Texte à lire:
········
Toutes les associations locales de l’Andeva font le même constat : les délais sont trop longs. Les dysfonctionnements se multiplient. Il est de plus en plus difficile de joindre un régleur. Les victimes et les familles s’exaspèrent.

« Les délais sont beaucoup trop longs, explique Rozen, secrétaire administrative à l’Addeva 93. Une de nos adhérentes a déposé son dossier complet en décembre 2006. Trois mois plus tard, elle reçoit une lettre du Fiva confirmant que le dossier était recevable et annonçant qu’une offre serait faite avant le 15 juin 2007. En fait, l’indemnisation n’est arrivée chez le notaire qu’en avril 2008, 16 mois après sa demande ! »
········
Liste des consignes:
**A)** Pour chacune des affirmations suivantes, indiquez par oui ou par non si elle concorde avec le texte à lire, en citant les mots du texte qui justifient votre réponse. (i) L’adhérente de l’Addeva 93 a déposé son dossier complet en décembre 2006. (ii) L’indemnisation est arrivée chez le notaire en juin 2007. (iii) Rozen est présidente de l’Addeva 93.
**B)** Poursuivez le texte sur les délais d’indemnisation du Fiva à partir de sa dernière phrase.
········
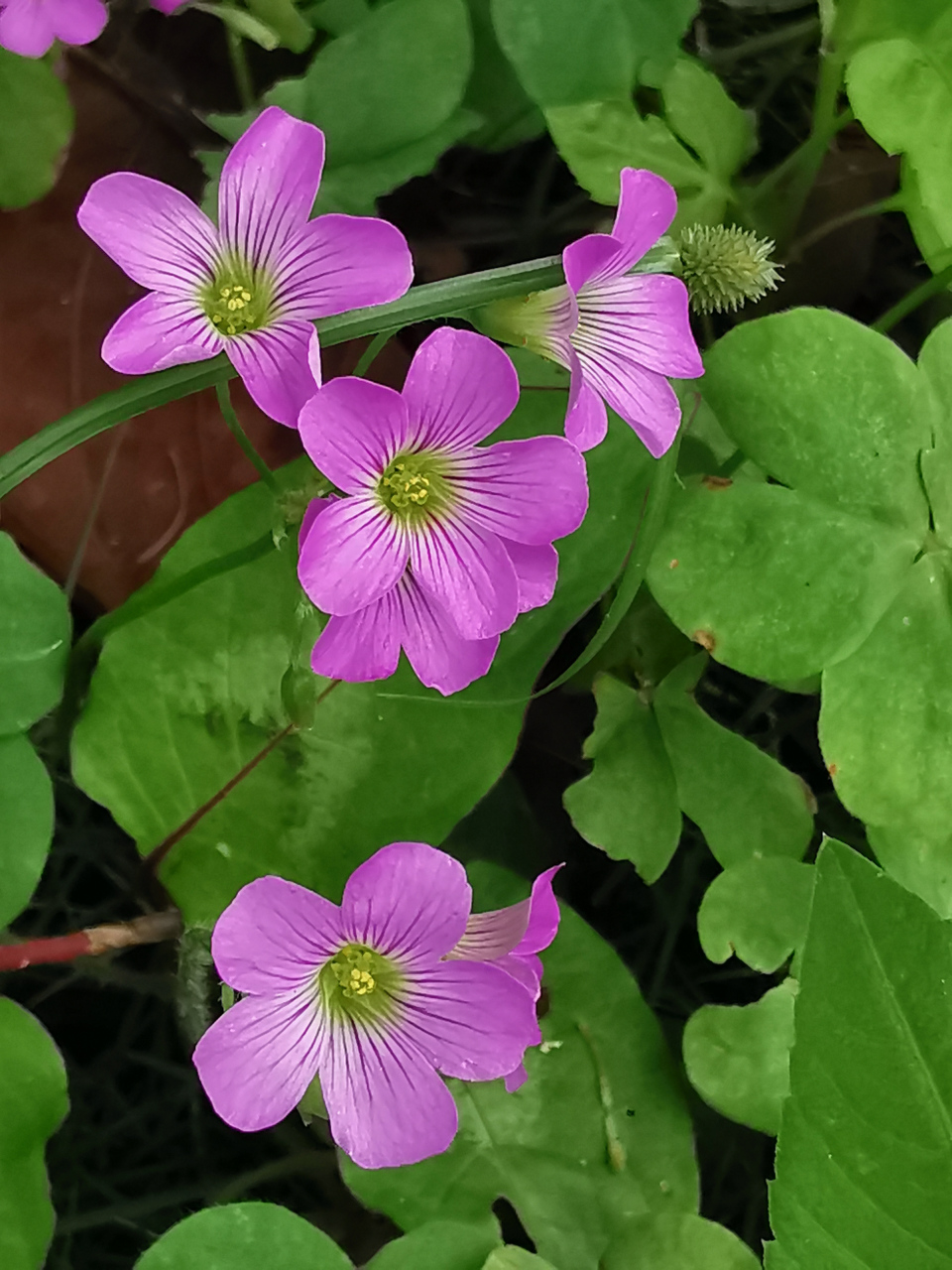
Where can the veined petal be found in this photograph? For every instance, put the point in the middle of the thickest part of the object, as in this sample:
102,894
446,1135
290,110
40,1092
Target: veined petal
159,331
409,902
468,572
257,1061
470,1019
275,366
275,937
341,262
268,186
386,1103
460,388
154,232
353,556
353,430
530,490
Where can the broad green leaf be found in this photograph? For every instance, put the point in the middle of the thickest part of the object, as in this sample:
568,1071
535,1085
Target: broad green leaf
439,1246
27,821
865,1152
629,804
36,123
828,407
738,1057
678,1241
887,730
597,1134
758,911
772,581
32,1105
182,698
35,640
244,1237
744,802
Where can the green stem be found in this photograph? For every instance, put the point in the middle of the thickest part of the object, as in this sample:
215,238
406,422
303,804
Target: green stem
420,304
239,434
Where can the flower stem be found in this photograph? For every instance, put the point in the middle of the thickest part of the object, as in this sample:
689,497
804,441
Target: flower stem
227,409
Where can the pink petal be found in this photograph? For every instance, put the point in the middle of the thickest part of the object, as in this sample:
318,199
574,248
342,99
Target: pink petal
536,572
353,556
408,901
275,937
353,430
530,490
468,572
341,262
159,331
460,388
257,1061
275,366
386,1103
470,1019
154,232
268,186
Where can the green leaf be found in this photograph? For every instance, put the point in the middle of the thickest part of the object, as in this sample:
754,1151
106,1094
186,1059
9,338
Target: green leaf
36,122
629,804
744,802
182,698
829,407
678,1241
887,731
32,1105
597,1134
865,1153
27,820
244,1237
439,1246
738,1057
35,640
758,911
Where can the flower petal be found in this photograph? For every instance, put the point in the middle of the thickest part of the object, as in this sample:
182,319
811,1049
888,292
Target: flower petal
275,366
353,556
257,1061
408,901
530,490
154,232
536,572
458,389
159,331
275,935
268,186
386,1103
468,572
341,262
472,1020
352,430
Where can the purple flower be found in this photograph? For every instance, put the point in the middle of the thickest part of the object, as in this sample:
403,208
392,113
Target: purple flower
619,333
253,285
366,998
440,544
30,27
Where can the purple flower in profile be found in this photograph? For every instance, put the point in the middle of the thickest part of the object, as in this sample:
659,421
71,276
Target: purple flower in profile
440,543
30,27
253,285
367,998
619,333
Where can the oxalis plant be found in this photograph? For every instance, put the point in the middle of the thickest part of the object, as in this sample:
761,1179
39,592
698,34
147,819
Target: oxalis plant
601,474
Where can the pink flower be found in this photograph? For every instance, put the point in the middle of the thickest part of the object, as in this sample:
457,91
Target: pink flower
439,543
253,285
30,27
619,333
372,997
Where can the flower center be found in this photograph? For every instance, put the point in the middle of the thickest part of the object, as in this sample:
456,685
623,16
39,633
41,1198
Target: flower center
········
Réponses attendues:
**A)**
(i) Oui : « Une de nos adhérentes a déposé son dossier complet en décembre 2006. »
(ii) Non : « l’indemnisation n’est arrivée chez le notaire qu’en avril 2008 »
(iii) Non : « Rozen, secrétaire administrative à l’Addeva 93 »

**B)**
Monique Nowak, la présidente de l’Ardeva Sud Est, fait le même constat : « Nous recevons beaucoup d’appels de personnes qui s’inquiètent de ne pas avoir de nouvelles de leur dossier alors que les délais sont dépassés. Un de nos adhérents, indemnisé par le Fiva, est décédé de sa maladie. Sa veuve a écrit le 23 juillet au Fiva pour l’aviser du décès et demander réparation de ses préjudices personnels. Pas de réponse. Elle a alerté l’association. Nous avons relancé le Fiva deux fois. Sans succès. Nous perdons un temps incroyable à relancer le Fiva et à expliquer la situation à nos adhérents. »

Les courriers du Fiva donnent le nom du régleur qui suit le dossier, son numéro de téléphone, ainsi que la tranche horaire où on peut l’appeler (de 14 heures à 16 heures). Mais, quand on téléphone, il n’y a souvent personne au bout du fil, et l’on entend un message informant que le Fiva a plusieurs mois de retard sur les dossiers. Beaucoup de courriers et de mails restent sans réponse.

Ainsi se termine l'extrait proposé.